• Exercise material:

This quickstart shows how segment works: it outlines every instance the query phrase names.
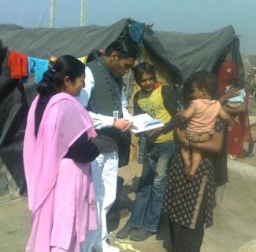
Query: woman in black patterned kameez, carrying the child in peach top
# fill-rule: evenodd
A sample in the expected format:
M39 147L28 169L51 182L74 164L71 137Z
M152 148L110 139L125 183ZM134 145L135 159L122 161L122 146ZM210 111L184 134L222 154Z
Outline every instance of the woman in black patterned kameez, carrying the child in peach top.
M200 83L200 85L199 85ZM192 75L185 86L192 100L195 87L198 91L207 91L207 99L217 97L217 77L207 71L199 71ZM194 88L191 88L194 87ZM187 88L185 88L187 90ZM188 101L190 99L186 99ZM218 114L218 113L217 113ZM179 116L179 115L178 115ZM224 139L224 122L214 119L214 130L205 141L187 140L184 127L176 130L182 148L197 150L202 161L193 173L191 167L185 166L180 150L173 155L169 170L169 181L165 189L163 212L169 214L170 233L173 250L176 252L198 252L202 245L204 225L213 225L213 207L216 186L227 181L227 177L214 177L213 158L221 151ZM199 137L200 138L200 137ZM193 162L193 160L192 160ZM186 170L185 170L186 168ZM226 176L226 166L218 166L219 174ZM220 182L221 181L221 182Z

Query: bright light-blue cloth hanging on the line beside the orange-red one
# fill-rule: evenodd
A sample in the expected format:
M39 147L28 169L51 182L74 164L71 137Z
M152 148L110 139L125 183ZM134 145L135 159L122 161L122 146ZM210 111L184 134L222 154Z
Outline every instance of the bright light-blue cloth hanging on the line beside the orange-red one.
M28 73L35 73L35 83L43 79L43 74L48 70L49 60L28 57Z

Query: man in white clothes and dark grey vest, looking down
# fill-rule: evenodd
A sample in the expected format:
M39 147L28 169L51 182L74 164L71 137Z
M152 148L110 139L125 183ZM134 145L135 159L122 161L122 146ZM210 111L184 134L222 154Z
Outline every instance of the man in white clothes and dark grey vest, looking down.
M121 48L122 50L118 51L122 43L128 43L129 45L126 46L128 49ZM113 133L108 133L107 130L124 132L131 126L128 119L124 119L128 114L125 108L128 104L122 90L121 76L127 74L133 67L137 52L132 40L117 39L108 46L104 56L88 64L85 69L85 88L80 93L80 97L77 97L77 100L80 100L89 111L98 136L102 137L98 146L101 154L91 163L99 228L97 231L88 232L83 243L83 252L119 251L117 247L112 247L106 242L109 238L106 214L116 198L118 170L118 146L113 141Z

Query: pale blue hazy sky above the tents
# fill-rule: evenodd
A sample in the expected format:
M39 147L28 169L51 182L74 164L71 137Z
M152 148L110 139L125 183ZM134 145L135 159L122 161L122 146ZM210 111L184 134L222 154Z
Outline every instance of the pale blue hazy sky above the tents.
M86 0L86 25L131 17L154 30L211 32L229 24L243 54L256 55L256 0ZM50 27L50 0L0 0L0 24ZM56 0L55 27L80 25L80 0Z

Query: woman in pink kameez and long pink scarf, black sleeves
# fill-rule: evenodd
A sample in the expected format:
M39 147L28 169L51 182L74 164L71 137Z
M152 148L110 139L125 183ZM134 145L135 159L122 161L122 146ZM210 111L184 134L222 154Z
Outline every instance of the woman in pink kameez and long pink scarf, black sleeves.
M32 232L27 252L80 252L87 230L97 228L90 162L91 118L74 98L84 86L84 65L59 57L43 75L28 113L24 169Z

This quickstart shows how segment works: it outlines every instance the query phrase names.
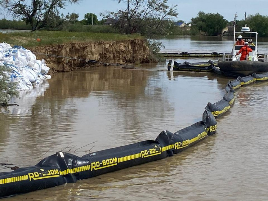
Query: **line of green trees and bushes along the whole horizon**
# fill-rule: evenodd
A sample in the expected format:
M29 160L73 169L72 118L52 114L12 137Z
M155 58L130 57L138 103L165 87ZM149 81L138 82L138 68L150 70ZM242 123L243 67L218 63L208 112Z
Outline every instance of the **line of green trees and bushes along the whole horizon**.
M79 0L39 0L27 5L24 1L0 0L0 6L8 10L13 20L1 19L0 29L57 30L78 32L112 32L122 34L140 34L146 37L155 35L221 35L233 21L227 21L219 13L200 11L191 19L191 28L174 26L172 17L177 17L177 5L169 6L168 0L118 0L124 9L116 12L101 13L101 20L94 13L86 13L78 20L78 13L60 14L59 9L68 3ZM90 27L85 25L103 25L107 18L113 19L113 25ZM179 20L179 22L184 22ZM245 24L260 37L268 37L268 16L248 15L246 20L237 20L237 30Z

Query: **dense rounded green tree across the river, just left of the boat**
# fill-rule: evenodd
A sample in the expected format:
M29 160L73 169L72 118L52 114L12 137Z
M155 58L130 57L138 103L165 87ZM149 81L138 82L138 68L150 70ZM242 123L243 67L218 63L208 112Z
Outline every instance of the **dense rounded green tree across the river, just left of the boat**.
M197 17L191 19L191 23L207 35L216 36L222 34L222 29L227 26L228 21L219 13L204 13L200 11Z

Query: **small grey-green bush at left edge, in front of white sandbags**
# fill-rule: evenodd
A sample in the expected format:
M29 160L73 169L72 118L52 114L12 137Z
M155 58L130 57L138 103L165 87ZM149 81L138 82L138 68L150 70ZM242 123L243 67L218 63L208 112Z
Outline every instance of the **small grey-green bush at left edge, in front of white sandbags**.
M17 84L10 82L7 71L10 69L0 65L0 105L2 106L8 105L12 96L18 97Z

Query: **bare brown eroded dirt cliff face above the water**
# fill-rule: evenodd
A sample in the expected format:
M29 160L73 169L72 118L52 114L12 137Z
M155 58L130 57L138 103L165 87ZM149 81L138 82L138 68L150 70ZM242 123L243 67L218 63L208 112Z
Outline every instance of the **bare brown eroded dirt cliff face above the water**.
M149 48L146 45L146 41L139 39L92 41L87 43L76 42L62 45L37 46L29 49L35 53L37 59L45 60L51 73L55 71L71 71L88 65L106 65L86 62L84 60L119 64L149 62ZM44 54L57 55L60 57L47 56ZM77 59L61 57L72 57Z

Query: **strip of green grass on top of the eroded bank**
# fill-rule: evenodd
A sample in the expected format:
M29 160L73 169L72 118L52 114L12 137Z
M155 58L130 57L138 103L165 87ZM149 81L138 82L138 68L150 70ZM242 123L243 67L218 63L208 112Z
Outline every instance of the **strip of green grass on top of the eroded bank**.
M40 38L38 42L36 39ZM89 32L64 32L64 31L37 31L37 32L12 32L0 33L0 43L6 42L13 45L28 47L64 44L70 42L89 41L116 41L129 39L144 39L140 35L121 35L116 33L89 33Z

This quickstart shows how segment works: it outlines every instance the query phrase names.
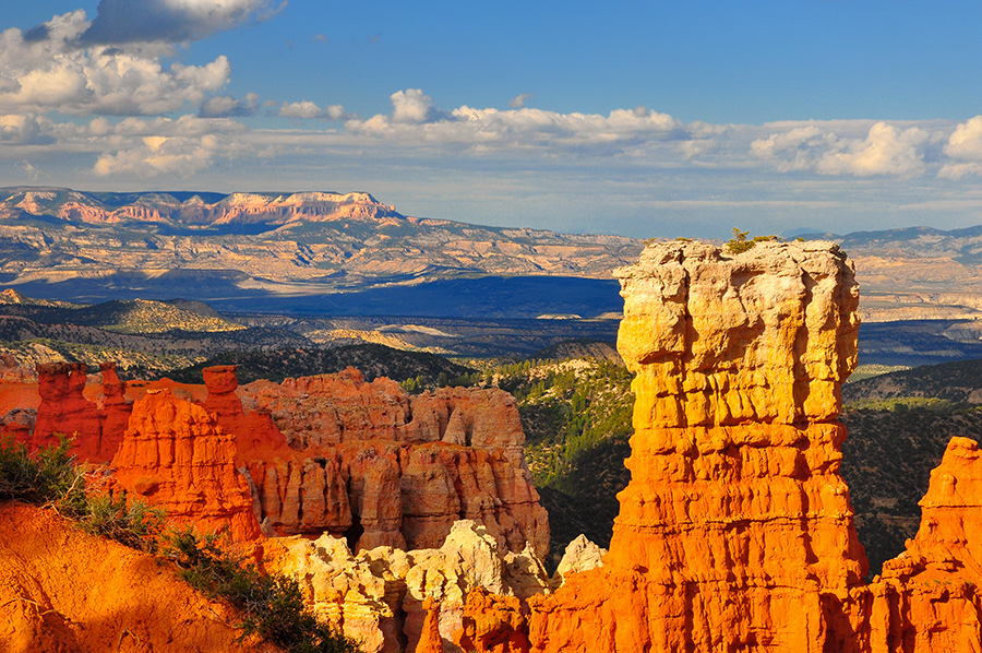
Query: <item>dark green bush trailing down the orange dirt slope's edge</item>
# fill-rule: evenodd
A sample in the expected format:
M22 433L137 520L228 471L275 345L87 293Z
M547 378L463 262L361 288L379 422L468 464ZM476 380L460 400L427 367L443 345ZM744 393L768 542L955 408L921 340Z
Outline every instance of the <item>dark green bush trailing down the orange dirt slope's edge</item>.
M264 574L243 566L214 535L188 527L170 533L164 554L175 559L181 577L195 590L224 598L246 613L246 634L260 637L290 653L356 653L355 643L310 614L292 578Z

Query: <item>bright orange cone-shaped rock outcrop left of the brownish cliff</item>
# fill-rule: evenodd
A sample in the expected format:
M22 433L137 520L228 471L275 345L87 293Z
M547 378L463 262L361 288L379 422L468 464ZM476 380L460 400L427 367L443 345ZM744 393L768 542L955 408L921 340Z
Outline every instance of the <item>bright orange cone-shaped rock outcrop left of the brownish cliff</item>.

• What is needed:
Your copy should be the entries retyped exactly, with no images in it.

• Task result:
This quickstart shows how segment works: it outlines every instance the query phrase names.
Query: woman in black patterned kameez, carrying the child in peach top
# fill-rule: evenodd
A sample in the expected format:
M39 147L28 169L51 182L74 164L71 137Z
M152 148L110 139L125 183ZM134 145L135 159L122 161L122 146ZM210 111L184 134L222 154Z
Outline every instance of the woman in black patterned kameez, carrying the child in peach top.
M200 83L200 85L199 85ZM192 75L185 86L192 100L195 87L198 91L207 91L207 99L217 97L217 77L207 71L199 71ZM194 88L191 88L194 87ZM187 88L185 88L187 90ZM188 101L190 99L186 99ZM218 114L218 113L217 113ZM179 116L179 115L178 115ZM224 139L224 122L214 119L214 130L205 141L187 140L184 127L176 130L182 148L197 150L202 161L193 173L191 167L185 166L180 150L173 155L169 170L169 181L165 189L163 212L169 214L170 233L173 250L176 252L198 252L202 245L204 225L213 225L213 207L216 186L227 181L227 177L214 177L213 158L221 151ZM199 137L200 138L200 137ZM193 162L193 160L192 160ZM186 170L185 170L186 168ZM226 176L226 166L218 166L219 174ZM220 182L221 181L221 182Z

Query: bright light-blue cloth hanging on the line beside the orange-red one
# fill-rule: evenodd
A sample in the expected format:
M39 147L28 169L51 182L74 164L71 137Z
M152 148L110 139L125 183ZM134 145L135 159L122 161L122 146ZM210 111L184 134L222 154Z
Outline every instance of the bright light-blue cloth hanging on the line beside the orange-red one.
M28 73L35 73L35 83L43 79L43 74L48 70L49 60L28 57Z

Query: man in white clothes and dark grey vest, looking down
# fill-rule: evenodd
A sample in the expected format:
M39 147L28 169L51 182L74 164L71 137Z
M152 148L110 139L125 183ZM134 145L135 159L122 161L122 146ZM210 111L184 134L222 154Z
Outline every instance of the man in white clothes and dark grey vest, looking down.
M121 48L122 50L118 51L122 43L128 43L129 45L126 46L128 49ZM113 133L108 133L107 130L124 132L131 126L128 119L124 119L128 114L125 108L128 104L122 90L121 76L127 74L133 67L137 52L132 40L117 39L108 46L104 56L88 64L85 69L85 88L80 93L80 97L77 97L77 100L80 100L89 111L98 136L102 137L98 146L101 154L91 163L99 228L97 231L88 232L83 243L83 252L119 251L117 247L112 247L106 242L109 238L106 214L116 198L118 170L118 146L113 141Z

Query: pale blue hazy sky above the tents
# fill-rule: evenodd
A sample in the expected format:
M39 147L28 169L51 182L74 164L71 137Z
M152 148L110 139L125 183ZM134 145L135 159L122 161L122 146ZM210 111L184 134L222 154Z
Outline every instance of the pale blue hazy sky above the tents.
M86 0L86 25L131 17L154 30L211 32L229 24L243 54L256 55L256 0ZM50 27L50 0L0 0L0 24ZM56 0L55 27L80 25L80 0Z

Query: woman in pink kameez and long pink scarf, black sleeves
# fill-rule: evenodd
A sample in the expected format:
M39 147L28 169L51 182L74 164L71 137Z
M152 148L110 139L125 183ZM134 145L135 159L122 161L122 146ZM210 111L184 134L222 154Z
Outline every instance of the woman in pink kameez and long pink scarf, black sleeves.
M32 232L27 252L80 252L87 230L97 228L90 162L91 118L74 98L84 86L84 65L59 57L43 75L28 113L24 169Z

This quickstart shows how segment works: it outlines every instance the query phrase names.
Query: **line of green trees and bushes along the whole horizon**
# fill-rule: evenodd
A sample in the expected format:
M29 160L73 169L72 118L52 114L12 137Z
M155 58L130 57L138 103L165 87ZM149 81L138 82L138 68L150 70ZM242 123L243 67L218 63L208 112Z
Outline every instance of the **line of green trees and bushes along the whole horizon**.
M79 0L39 0L27 5L24 1L0 0L0 6L8 10L13 20L1 19L0 29L57 30L78 32L112 32L122 34L140 34L146 37L155 35L221 35L233 21L227 21L219 13L200 11L191 19L191 28L174 26L172 17L177 17L177 5L169 6L168 0L118 0L124 9L116 12L101 13L101 20L94 13L86 13L78 20L78 13L60 14L59 9L68 3ZM90 27L85 25L103 25L107 18L113 19L113 25ZM179 20L179 22L184 22ZM245 24L260 37L268 37L268 16L248 15L246 20L237 20L237 30Z

Query: **dense rounded green tree across the river, just left of the boat**
# fill-rule: evenodd
A sample in the expected format:
M29 160L73 169L72 118L52 114L12 137Z
M155 58L130 57L138 103L165 87ZM149 81L138 82L138 68L150 70ZM242 123L243 67L218 63L208 112Z
Outline every instance of the **dense rounded green tree across the river, just left of the boat**.
M197 17L191 19L191 23L207 35L216 36L222 34L222 29L227 26L228 21L219 13L204 13L200 11Z

Query: **small grey-green bush at left edge, in front of white sandbags**
# fill-rule: evenodd
A sample in the expected format:
M29 160L73 169L72 118L52 114L12 137Z
M155 58L130 57L138 103L165 87ZM149 81L138 82L138 68L150 70ZM242 123L243 67L218 63L208 112Z
Outline every instance of the **small grey-green bush at left edge, in front of white sandbags**.
M17 84L10 82L7 71L10 69L0 65L0 105L2 106L8 105L12 96L18 97Z

Query: **bare brown eroded dirt cliff face above the water**
# fill-rule: evenodd
A sample in the expected format:
M29 160L73 169L72 118L52 114L12 137Z
M155 58L130 57L138 103L165 87ZM149 81L138 82L138 68L150 70ZM242 123L243 67L218 63L208 112Z
Outline every instance of the **bare brown eroded dirt cliff face above the water**.
M149 48L146 45L146 41L139 39L92 41L87 43L76 42L62 45L37 46L29 49L35 53L37 59L45 60L51 73L55 71L71 71L88 65L106 65L86 62L84 60L119 64L149 62ZM44 54L57 55L60 57L47 56ZM77 59L61 57L72 57Z

Query: **strip of green grass on top of the eroded bank**
# fill-rule: evenodd
A sample in the expected format:
M29 160L73 169L72 118L52 114L12 137Z
M155 58L130 57L138 103L165 87ZM149 81L138 82L138 68L150 70ZM242 123L243 67L218 63L208 112Z
Outline every instance of the **strip of green grass on top of the eroded bank**.
M40 38L38 42L36 39ZM89 32L64 32L64 31L37 31L37 32L12 32L0 33L0 43L6 42L13 45L28 47L64 44L70 42L89 41L116 41L129 39L144 39L140 35L121 35L116 33L89 33Z

This quickstart shows how segment works: it outlines every instance the query phrase names.
Query: <item>dark green bush trailing down the orange dirt slope's edge</item>
# fill-rule: evenodd
A sample in the expected format:
M22 433L137 520L228 471L275 345L87 293Z
M547 378L463 262L361 288L379 422L468 464ZM476 380L460 400L427 367L443 345ZM744 393L768 542L955 408L921 340Z
Outline every instance of the <item>dark green bush trailing down the orange dirt slope's edge</item>.
M264 574L243 566L214 535L188 527L170 533L164 554L175 559L181 577L195 590L224 598L246 613L246 634L260 637L290 653L356 653L355 643L310 614L292 578Z

Query: <item>bright orange cone-shaped rock outcrop left of the brownish cliff</item>
# fill-rule: evenodd
A sample in the expected format:
M22 433L137 520L228 471L275 345L87 293Z
M547 378L463 262L361 288L379 422L468 464ZM476 380L460 400L427 367L443 345ZM744 393L768 542L955 408L921 340Z
Outline every instance of the <item>bright orange cone-shaped rock outcrop left of the brownish cliff</item>.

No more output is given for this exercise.